**Material shown**
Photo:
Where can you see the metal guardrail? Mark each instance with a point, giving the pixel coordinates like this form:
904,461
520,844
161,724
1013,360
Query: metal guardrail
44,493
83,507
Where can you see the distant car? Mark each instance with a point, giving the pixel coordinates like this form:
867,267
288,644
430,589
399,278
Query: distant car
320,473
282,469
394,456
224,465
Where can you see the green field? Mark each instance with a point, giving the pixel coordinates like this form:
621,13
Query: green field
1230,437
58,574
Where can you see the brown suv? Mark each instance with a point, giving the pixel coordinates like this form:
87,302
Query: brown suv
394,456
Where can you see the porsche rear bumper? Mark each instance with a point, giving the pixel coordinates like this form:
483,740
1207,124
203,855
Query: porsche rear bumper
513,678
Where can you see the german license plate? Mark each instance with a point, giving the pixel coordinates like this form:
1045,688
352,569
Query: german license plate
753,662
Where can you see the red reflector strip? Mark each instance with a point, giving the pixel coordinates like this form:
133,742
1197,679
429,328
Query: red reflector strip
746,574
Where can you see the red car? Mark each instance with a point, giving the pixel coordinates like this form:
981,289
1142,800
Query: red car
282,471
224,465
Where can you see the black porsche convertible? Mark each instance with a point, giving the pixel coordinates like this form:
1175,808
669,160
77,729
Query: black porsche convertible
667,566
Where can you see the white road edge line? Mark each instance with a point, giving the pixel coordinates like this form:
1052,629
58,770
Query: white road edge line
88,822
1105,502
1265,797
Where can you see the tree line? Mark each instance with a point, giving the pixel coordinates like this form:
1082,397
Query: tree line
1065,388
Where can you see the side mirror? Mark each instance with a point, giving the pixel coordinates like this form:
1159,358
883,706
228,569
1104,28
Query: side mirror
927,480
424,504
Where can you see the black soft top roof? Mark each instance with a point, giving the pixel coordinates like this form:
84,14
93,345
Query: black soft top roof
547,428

**Task instructions**
Exactly as they appear above, write out all of the lines.

**Reply to the task**
Photo:
Where can you see the metal guardrail? Mark each instance with a point, giving the pixel coordinates like this form:
904,461
520,844
161,724
1013,360
Query: metal guardrail
44,493
83,507
Where can you see the distant car? Mark each instance with a point, giving the pixel coordinates like this form:
867,267
288,644
430,589
399,278
Query: distant car
320,473
282,469
394,456
224,465
Where can you see the green field? Mark each instance with a point, giving the pixel coordinates like this form:
621,13
Query: green field
1230,437
58,574
Where can you see the brown suv? Mark each instance with a point, giving the pixel coordinates like this form:
87,302
Query: brown suv
394,456
Where can you see the porsche rear bumper? Mark each instance with a point, giving the pixel coordinates like this form:
483,740
1207,124
203,855
Query: porsche rear bumper
513,678
Where can you see the german license plate? Mark each instance with a point, giving the pixel coordinates like this form:
1045,688
352,569
Query: german license plate
753,662
Where can you see the red reflector strip? Mark each instance with a point, giving the pixel coordinates like this form:
133,742
1197,679
429,328
Query: red reflector strip
746,574
Where can you see the red car? Mark each instance with a point, giving the pixel coordinates like this form:
981,289
1142,800
Query: red car
282,471
224,465
Where can you see the black porsche convertible? Mark each instance with a point, giving the pixel coordinates like this form:
1175,808
669,160
77,729
Query: black porsche convertible
667,566
Where can you see the white road edge line? Mark each instance with a point, giving the pixel coordinates like this form:
1052,629
58,770
Query: white road edge line
88,822
1105,502
1265,797
Where can you see the tree line? Mark each instance with a point, giving the pixel coordinates like this form:
1082,397
Query: tree line
1065,388
Where can you see the side mirror? Mark each instance with a point, giving the pixel coordinates like this form:
1159,358
883,706
228,569
1104,28
Query: side mirror
927,480
424,504
Where can you see the black soft top roof? Mark each instance with a point, giving the pixel coordinates like this form:
84,14
93,345
Query: black soft top roof
547,428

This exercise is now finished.